■ **GIVEN PROBLEM**:
Drop all images and give the records again exactly.

(Point placement records)
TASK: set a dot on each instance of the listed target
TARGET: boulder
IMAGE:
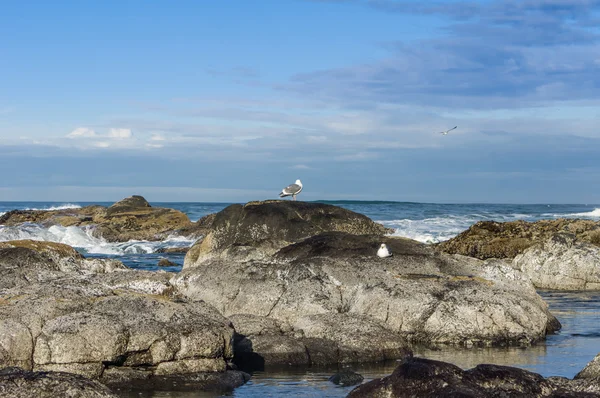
(89, 323)
(420, 377)
(221, 383)
(257, 230)
(491, 239)
(346, 377)
(129, 219)
(332, 287)
(165, 262)
(19, 383)
(23, 262)
(561, 262)
(591, 370)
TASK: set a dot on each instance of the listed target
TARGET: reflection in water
(563, 354)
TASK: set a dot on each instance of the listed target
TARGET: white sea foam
(439, 229)
(82, 238)
(589, 214)
(59, 207)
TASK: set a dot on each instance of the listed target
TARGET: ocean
(563, 354)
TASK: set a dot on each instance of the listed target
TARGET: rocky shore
(132, 218)
(283, 283)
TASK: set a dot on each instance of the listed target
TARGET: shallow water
(563, 354)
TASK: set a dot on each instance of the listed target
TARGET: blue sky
(232, 100)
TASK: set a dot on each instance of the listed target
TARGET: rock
(317, 340)
(346, 377)
(220, 383)
(199, 228)
(561, 263)
(257, 230)
(25, 261)
(130, 203)
(420, 377)
(171, 250)
(333, 287)
(591, 370)
(129, 219)
(491, 239)
(19, 383)
(165, 262)
(86, 323)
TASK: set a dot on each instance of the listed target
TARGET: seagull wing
(290, 190)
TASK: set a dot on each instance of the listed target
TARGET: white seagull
(447, 131)
(384, 251)
(292, 190)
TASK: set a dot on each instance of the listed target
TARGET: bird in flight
(447, 131)
(291, 190)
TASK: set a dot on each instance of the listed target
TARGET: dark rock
(419, 377)
(131, 218)
(346, 377)
(173, 250)
(561, 262)
(131, 202)
(333, 286)
(19, 383)
(165, 262)
(84, 322)
(491, 239)
(217, 382)
(259, 229)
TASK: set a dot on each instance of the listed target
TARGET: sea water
(562, 354)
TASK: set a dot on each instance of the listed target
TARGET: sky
(232, 100)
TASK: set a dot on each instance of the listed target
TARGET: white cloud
(300, 167)
(120, 134)
(81, 132)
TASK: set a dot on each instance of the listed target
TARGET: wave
(591, 214)
(59, 207)
(81, 238)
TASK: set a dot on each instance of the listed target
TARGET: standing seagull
(292, 190)
(447, 131)
(384, 251)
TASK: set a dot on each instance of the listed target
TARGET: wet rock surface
(132, 218)
(419, 377)
(491, 239)
(19, 383)
(88, 323)
(346, 377)
(258, 229)
(332, 290)
(561, 262)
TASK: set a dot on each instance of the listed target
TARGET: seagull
(383, 251)
(292, 190)
(447, 131)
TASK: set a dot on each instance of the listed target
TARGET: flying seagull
(384, 251)
(447, 131)
(292, 190)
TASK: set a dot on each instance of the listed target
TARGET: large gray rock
(591, 370)
(561, 262)
(332, 286)
(257, 230)
(19, 383)
(419, 377)
(130, 218)
(492, 239)
(23, 262)
(89, 323)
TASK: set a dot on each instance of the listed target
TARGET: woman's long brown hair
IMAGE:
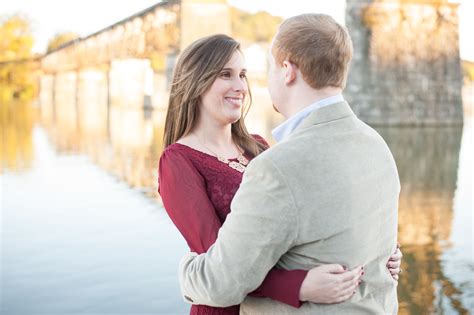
(198, 67)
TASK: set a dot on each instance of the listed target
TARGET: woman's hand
(394, 263)
(328, 284)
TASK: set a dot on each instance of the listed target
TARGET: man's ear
(290, 72)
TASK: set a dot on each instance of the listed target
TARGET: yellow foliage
(60, 39)
(16, 80)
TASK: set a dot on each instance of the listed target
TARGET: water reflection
(126, 141)
(16, 125)
(427, 160)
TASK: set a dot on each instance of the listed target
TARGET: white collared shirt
(287, 127)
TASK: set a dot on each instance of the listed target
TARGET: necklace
(239, 166)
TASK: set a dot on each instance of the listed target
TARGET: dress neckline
(202, 152)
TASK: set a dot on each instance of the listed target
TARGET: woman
(207, 149)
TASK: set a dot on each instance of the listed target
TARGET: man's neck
(307, 96)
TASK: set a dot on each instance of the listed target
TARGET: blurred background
(83, 97)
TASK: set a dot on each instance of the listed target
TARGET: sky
(84, 17)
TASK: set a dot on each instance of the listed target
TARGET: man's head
(315, 46)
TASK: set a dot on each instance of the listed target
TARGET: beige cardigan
(326, 194)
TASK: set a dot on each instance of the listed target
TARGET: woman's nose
(240, 85)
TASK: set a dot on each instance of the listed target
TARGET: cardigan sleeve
(185, 199)
(259, 230)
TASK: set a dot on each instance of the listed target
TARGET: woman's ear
(290, 72)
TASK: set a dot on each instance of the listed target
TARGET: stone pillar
(202, 18)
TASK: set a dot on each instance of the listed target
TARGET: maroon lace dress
(197, 190)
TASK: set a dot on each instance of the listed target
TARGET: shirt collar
(287, 127)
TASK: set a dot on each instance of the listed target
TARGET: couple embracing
(308, 226)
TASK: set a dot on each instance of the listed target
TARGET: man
(326, 193)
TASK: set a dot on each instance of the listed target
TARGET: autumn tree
(15, 58)
(60, 39)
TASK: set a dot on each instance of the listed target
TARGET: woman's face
(223, 102)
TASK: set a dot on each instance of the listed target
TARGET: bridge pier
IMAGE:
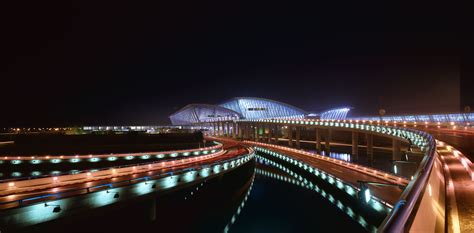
(370, 148)
(152, 209)
(355, 145)
(327, 142)
(290, 136)
(269, 138)
(227, 129)
(277, 133)
(234, 130)
(298, 137)
(396, 150)
(318, 140)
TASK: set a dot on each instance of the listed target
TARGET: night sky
(111, 62)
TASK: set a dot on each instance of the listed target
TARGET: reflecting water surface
(267, 195)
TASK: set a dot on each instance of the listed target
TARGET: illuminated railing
(422, 119)
(406, 207)
(20, 185)
(359, 168)
(37, 209)
(110, 157)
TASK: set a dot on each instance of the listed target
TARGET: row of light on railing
(115, 194)
(418, 138)
(135, 169)
(346, 187)
(359, 168)
(128, 155)
(110, 158)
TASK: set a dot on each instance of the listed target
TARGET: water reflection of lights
(302, 182)
(375, 203)
(241, 206)
(340, 156)
(37, 213)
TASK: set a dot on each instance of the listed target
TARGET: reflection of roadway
(389, 194)
(233, 150)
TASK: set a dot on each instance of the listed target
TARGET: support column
(290, 136)
(277, 133)
(255, 132)
(370, 148)
(355, 145)
(327, 142)
(234, 130)
(396, 150)
(318, 140)
(270, 135)
(153, 209)
(298, 137)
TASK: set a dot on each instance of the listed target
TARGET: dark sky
(113, 62)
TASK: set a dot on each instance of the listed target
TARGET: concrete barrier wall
(48, 182)
(430, 216)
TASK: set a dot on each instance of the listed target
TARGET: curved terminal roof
(255, 108)
(196, 113)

■ **COMPLETE RESPONSE**:
TASK: set a dot on each instance of the listed target
TARGET: boulder
IMAGE:
(89, 323)
(420, 377)
(221, 383)
(257, 230)
(491, 239)
(346, 377)
(129, 219)
(332, 287)
(165, 262)
(19, 383)
(23, 262)
(561, 262)
(591, 370)
TASK: set a dot on each instance of the listed target
TARGET: reflection in water
(563, 354)
TASK: set a dot on each instance of the listed target
TARGET: white sea foam
(439, 229)
(82, 238)
(589, 214)
(59, 207)
TASK: set a dot on each instance of the listed target
TARGET: ocean
(563, 354)
TASK: set a dot on each instance of the listed target
TARGET: rocky shore
(132, 218)
(283, 283)
TASK: set a dot on each instance of the listed target
TARGET: shallow water
(563, 354)
TASK: set a dot on each instance of the listed target
TARGET: blue sky
(232, 100)
TASK: set a dot on each instance of the listed target
TARGET: rock
(317, 340)
(346, 377)
(220, 383)
(199, 228)
(561, 263)
(257, 230)
(25, 261)
(130, 203)
(420, 377)
(171, 250)
(333, 287)
(591, 370)
(129, 219)
(491, 239)
(19, 383)
(165, 262)
(86, 323)
TASK: set a dot on each instance of the listed target
TARGET: seagull wing
(290, 190)
TASK: set a dot on each instance of the listed target
TARGET: white seagull
(447, 131)
(384, 251)
(292, 190)
TASK: set a dot on each instance of the listed target
TARGET: bird in flight
(447, 131)
(291, 190)
TASK: set a dot on each instance of the listed target
TARGET: dark rock
(419, 377)
(131, 218)
(346, 377)
(173, 250)
(561, 262)
(131, 202)
(333, 286)
(19, 383)
(165, 262)
(84, 322)
(491, 239)
(217, 382)
(259, 229)
TASK: set a dot on each instance of the listed target
TARGET: sea water
(562, 354)
TASK: set a dot on each instance of the listed target
TARGET: sky
(232, 100)
TASK: set a dot on each instance of the listed target
TARGET: white cloud
(300, 167)
(120, 134)
(81, 132)
TASK: set a dot on each instance of the listed target
TARGET: wave
(591, 214)
(59, 207)
(81, 238)
TASK: set a dot on each instance of the listed target
TARGET: standing seagull
(292, 190)
(447, 131)
(384, 251)
TASK: set a dot on each instance of the listed target
TARGET: wet rock surface
(132, 218)
(419, 377)
(491, 239)
(19, 383)
(88, 323)
(346, 377)
(258, 229)
(332, 290)
(561, 262)
TASK: set a dot on each instance of the listed target
TARGET: seagull
(383, 251)
(292, 190)
(447, 131)
TASK: set a dot on each instance of the listed target
TARGET: flying seagull
(384, 251)
(447, 131)
(292, 190)
TASK: set a dot on each instance of the listed target
TARGET: large gray rock
(591, 370)
(561, 262)
(332, 286)
(257, 230)
(19, 383)
(419, 377)
(130, 218)
(492, 239)
(23, 262)
(89, 323)
TASK: set a dot on each instance of the listed target
TARGET: woman's long brown hair
IMAGE:
(198, 67)
TASK: set a dot on each instance of the listed target
TARGET: woman's hand
(394, 263)
(328, 284)
TASK: set a dot on each instance of the listed target
TARGET: man's ear
(290, 72)
TASK: set a dot on each instance of the listed target
TARGET: yellow foliage
(60, 39)
(16, 80)
TASK: set a dot on each instance of the listed target
TARGET: water reflection
(126, 141)
(16, 125)
(427, 160)
TASK: set a dot on each instance of the listed target
TARGET: white collared shirt
(287, 127)
TASK: set a dot on each instance of the listed target
TARGET: necklace
(239, 166)
TASK: set a dot on each instance of the listed target
TARGET: dress neckline
(202, 152)
TASK: set a dot on each instance of the listed target
TARGET: woman
(207, 149)
TASK: set a dot on each instance of the listed target
TARGET: man's neck
(307, 96)
TASK: set a dot on each instance of the listed target
TARGET: blurred background
(83, 97)
TASK: set a dot on each instance of the listed target
TARGET: sky
(84, 17)
TASK: set a dot on each instance of the listed target
TARGET: man's head
(315, 46)
TASK: set a dot on each instance of the listed target
TARGET: beige cardigan
(326, 194)
TASK: set a dot on each instance of the listed target
TARGET: woman's nose
(240, 85)
TASK: set a dot on each instance of the listed target
TARGET: cardigan sleeve
(185, 199)
(259, 230)
TASK: set a dot on each instance of the listed target
TARGET: woman's ear
(290, 72)
TASK: set a dot on each instance of the listed target
TARGET: stone pillar
(202, 18)
TASK: set a dot on each instance of the listed target
TARGET: maroon lace dress
(197, 190)
TASK: set a dot on each instance of the listed target
TARGET: shirt collar
(287, 127)
TASK: set a dot on each instance of the listed target
TARGET: couple embracing
(308, 226)
TASK: set a dot on each instance of the listed target
TARGET: man
(326, 193)
TASK: set a dot on each instance of the listed target
TARGET: autumn tree
(15, 58)
(60, 39)
TASK: set a dot on each instance of the listed target
TARGET: woman's face
(223, 102)
TASK: set a dot on each instance of the listed target
TARGET: bridge pier
IMAGE:
(370, 148)
(152, 209)
(355, 145)
(327, 142)
(290, 136)
(269, 138)
(227, 129)
(277, 133)
(234, 130)
(298, 137)
(396, 150)
(318, 140)
TASK: set a dot on each instance of the listed target
TARGET: night sky
(111, 62)
TASK: set a dot on each instance of the listed target
TARGET: reflecting water surface
(267, 195)
TASK: set a dot on each instance of the listed target
TARGET: illuminated railing
(422, 119)
(406, 207)
(20, 185)
(359, 168)
(37, 209)
(110, 157)
TASK: set a dot on each instance of the listed target
TARGET: row of light on railing
(115, 194)
(418, 138)
(135, 169)
(346, 187)
(359, 168)
(128, 155)
(110, 158)
TASK: set a dot on each instance of the listed target
TARGET: water reflection of lights
(302, 182)
(375, 203)
(241, 206)
(340, 156)
(37, 213)
TASK: set a dot on each instance of the listed target
TARGET: reflection of roadway
(389, 194)
(233, 150)
TASK: set a dot on each instance of the listed target
TARGET: support column
(290, 136)
(277, 133)
(255, 132)
(370, 148)
(355, 145)
(327, 142)
(234, 130)
(396, 150)
(318, 140)
(270, 135)
(153, 209)
(298, 137)
TASK: set a dot on each instance of the listed target
TARGET: dark sky
(113, 62)
TASK: set a dot on each instance of the listed target
TARGET: concrete barrier wall
(48, 182)
(430, 216)
TASK: set a dot on each instance of the listed target
TARGET: curved terminal roof
(255, 108)
(196, 113)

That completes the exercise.